-- DATASET EXTRACT follows --

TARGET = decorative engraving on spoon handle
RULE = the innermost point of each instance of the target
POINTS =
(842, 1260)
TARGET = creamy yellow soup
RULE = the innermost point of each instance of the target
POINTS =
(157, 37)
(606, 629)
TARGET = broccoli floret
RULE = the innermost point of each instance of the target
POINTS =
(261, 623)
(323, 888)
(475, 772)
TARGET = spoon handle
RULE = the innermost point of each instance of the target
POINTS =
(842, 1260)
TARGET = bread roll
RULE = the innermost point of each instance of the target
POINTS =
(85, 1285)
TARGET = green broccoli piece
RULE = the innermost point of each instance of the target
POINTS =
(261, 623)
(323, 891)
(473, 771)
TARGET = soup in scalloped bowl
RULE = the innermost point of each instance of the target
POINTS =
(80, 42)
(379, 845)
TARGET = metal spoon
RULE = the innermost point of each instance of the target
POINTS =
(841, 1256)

-- DATASET EXTRACT concluded --
-- DATASET EXTRACT follows --

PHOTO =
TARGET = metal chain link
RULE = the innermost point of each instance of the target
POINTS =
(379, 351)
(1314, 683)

-- DATASET EXTRACT concluded --
-- DATASET EXTRACT follows --

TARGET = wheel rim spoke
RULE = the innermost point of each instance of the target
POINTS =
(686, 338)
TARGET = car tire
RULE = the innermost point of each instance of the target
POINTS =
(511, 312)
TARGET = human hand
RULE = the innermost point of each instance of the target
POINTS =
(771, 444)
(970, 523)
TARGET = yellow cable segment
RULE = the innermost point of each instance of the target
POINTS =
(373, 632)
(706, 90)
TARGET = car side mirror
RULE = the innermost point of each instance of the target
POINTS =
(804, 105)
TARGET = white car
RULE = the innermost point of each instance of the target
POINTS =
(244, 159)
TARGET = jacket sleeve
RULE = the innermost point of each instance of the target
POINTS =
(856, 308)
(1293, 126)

-- DATASET EXTRACT concluded --

> **WORK ORDER**
Show every line of the material above in which "yellow" is present.

> **WRITTEN RESPONSE**
TARGET = creamy yellow soup
TARGET = yellow cable segment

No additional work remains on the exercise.